■ Your goal
Transcribe the data that follows precisely, omitting nothing.

(Raw records)
· · · ·
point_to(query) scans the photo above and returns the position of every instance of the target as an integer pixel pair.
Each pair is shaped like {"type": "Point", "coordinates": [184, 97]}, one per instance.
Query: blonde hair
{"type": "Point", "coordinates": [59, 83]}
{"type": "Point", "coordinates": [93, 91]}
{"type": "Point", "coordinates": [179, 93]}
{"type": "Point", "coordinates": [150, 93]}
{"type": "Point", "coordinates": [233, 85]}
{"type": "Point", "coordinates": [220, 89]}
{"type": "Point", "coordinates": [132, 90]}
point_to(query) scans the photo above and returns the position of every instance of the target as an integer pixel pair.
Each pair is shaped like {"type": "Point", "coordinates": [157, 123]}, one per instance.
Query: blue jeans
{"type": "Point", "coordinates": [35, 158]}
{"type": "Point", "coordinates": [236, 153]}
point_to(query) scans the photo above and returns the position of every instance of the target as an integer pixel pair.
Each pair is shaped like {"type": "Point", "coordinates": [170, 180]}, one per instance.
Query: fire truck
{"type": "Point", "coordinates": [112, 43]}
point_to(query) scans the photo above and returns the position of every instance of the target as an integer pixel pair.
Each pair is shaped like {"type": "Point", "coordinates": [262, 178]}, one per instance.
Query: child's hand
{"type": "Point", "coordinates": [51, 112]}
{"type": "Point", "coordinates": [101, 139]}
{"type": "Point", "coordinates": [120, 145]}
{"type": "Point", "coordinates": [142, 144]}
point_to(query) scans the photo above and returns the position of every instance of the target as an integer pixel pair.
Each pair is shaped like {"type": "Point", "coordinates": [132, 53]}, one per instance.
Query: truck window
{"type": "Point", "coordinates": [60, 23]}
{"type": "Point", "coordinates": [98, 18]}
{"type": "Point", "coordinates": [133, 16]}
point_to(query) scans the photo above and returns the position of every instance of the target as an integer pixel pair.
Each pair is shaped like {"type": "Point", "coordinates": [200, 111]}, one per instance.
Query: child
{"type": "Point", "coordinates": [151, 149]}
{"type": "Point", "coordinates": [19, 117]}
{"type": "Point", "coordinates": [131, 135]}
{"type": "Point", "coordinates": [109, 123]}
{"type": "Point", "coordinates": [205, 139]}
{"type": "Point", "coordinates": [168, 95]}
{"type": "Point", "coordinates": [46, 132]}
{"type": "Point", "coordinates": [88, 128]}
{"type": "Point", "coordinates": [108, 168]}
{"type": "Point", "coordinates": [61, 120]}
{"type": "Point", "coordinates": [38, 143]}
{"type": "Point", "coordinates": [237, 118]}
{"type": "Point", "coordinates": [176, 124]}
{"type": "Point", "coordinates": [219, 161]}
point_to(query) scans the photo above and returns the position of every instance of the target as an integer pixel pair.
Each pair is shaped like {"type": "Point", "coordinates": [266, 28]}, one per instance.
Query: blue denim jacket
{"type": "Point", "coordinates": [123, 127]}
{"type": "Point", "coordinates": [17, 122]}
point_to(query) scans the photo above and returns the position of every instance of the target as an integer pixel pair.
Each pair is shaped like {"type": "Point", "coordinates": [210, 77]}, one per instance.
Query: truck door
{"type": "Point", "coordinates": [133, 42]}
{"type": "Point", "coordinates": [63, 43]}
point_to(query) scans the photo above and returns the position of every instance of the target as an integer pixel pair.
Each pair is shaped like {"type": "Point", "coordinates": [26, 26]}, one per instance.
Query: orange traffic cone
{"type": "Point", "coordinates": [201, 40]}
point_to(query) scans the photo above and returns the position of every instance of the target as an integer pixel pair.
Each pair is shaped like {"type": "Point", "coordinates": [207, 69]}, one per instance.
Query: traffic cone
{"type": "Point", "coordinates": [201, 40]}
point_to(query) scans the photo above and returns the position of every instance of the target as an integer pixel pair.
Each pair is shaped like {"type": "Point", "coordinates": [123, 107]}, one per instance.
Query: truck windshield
· · · ·
■ Task answer
point_to(query) scans the photo above and returns the position of every instance of the target as an integer pixel pair.
Each pair is shaped like {"type": "Point", "coordinates": [184, 97]}, one per instance.
Query: blonde hair
{"type": "Point", "coordinates": [59, 83]}
{"type": "Point", "coordinates": [93, 91]}
{"type": "Point", "coordinates": [179, 93]}
{"type": "Point", "coordinates": [150, 93]}
{"type": "Point", "coordinates": [233, 85]}
{"type": "Point", "coordinates": [220, 89]}
{"type": "Point", "coordinates": [132, 90]}
point_to(query) scans the photo above and returns the position of every instance of the target as an integer pixel pair.
Each pair is shaped like {"type": "Point", "coordinates": [157, 123]}, one per instance.
Query: blue jeans
{"type": "Point", "coordinates": [35, 158]}
{"type": "Point", "coordinates": [236, 153]}
point_to(query) scans the photo above and returns the position of every instance of the target as an integer pixel pair.
Each pair is shaped like {"type": "Point", "coordinates": [170, 180]}, one per instance.
Query: fire truck
{"type": "Point", "coordinates": [112, 43]}
point_to(query) scans the photo above and returns the position of every instance of the target as an integer pixel pair.
Each pair is shaped like {"type": "Point", "coordinates": [262, 178]}, one per instance.
Query: child's hand
{"type": "Point", "coordinates": [51, 112]}
{"type": "Point", "coordinates": [101, 139]}
{"type": "Point", "coordinates": [120, 145]}
{"type": "Point", "coordinates": [142, 144]}
point_to(query) scans the photo above and returns the position of every instance of the target as an integer pixel pair.
Each pair is shaped like {"type": "Point", "coordinates": [132, 53]}, one per instance.
Query: truck window
{"type": "Point", "coordinates": [60, 23]}
{"type": "Point", "coordinates": [98, 18]}
{"type": "Point", "coordinates": [133, 16]}
point_to(query) scans the photo above and returns the position of every instance of the target as an integer pixel pair.
Each pair is shaped like {"type": "Point", "coordinates": [200, 111]}, one per instance.
Query: child
{"type": "Point", "coordinates": [151, 149]}
{"type": "Point", "coordinates": [19, 117]}
{"type": "Point", "coordinates": [131, 135]}
{"type": "Point", "coordinates": [109, 123]}
{"type": "Point", "coordinates": [205, 139]}
{"type": "Point", "coordinates": [168, 95]}
{"type": "Point", "coordinates": [46, 132]}
{"type": "Point", "coordinates": [88, 128]}
{"type": "Point", "coordinates": [108, 168]}
{"type": "Point", "coordinates": [61, 120]}
{"type": "Point", "coordinates": [38, 143]}
{"type": "Point", "coordinates": [237, 118]}
{"type": "Point", "coordinates": [176, 124]}
{"type": "Point", "coordinates": [219, 161]}
point_to(query) scans the photo above and returns the position of every instance of the target as an integer pixel pair.
Each pair is shaped like {"type": "Point", "coordinates": [266, 28]}, one per instance.
Query: blue denim jacket
{"type": "Point", "coordinates": [123, 127]}
{"type": "Point", "coordinates": [17, 122]}
point_to(query) scans the photo above and returns the position of every instance of the target as an integer pixel pair.
Each pair is shaped like {"type": "Point", "coordinates": [210, 77]}, one per instance.
Query: truck door
{"type": "Point", "coordinates": [133, 42]}
{"type": "Point", "coordinates": [63, 43]}
point_to(query) scans the photo above and returns the position of every instance of the target as an integer pixel pair.
Each pair is shaped like {"type": "Point", "coordinates": [26, 26]}, one per instance.
Query: orange traffic cone
{"type": "Point", "coordinates": [201, 40]}
point_to(query) scans the photo above and returns the position of every instance of the target as an integer pixel pair.
Each pair is shaped like {"type": "Point", "coordinates": [207, 69]}, one per instance.
Query: traffic cone
{"type": "Point", "coordinates": [201, 40]}
point_to(query) scans the photo above and returns the position of every instance of the target as an integer pixel pair.
Each pair is shaped like {"type": "Point", "coordinates": [123, 107]}, one per instance.
Query: truck windshield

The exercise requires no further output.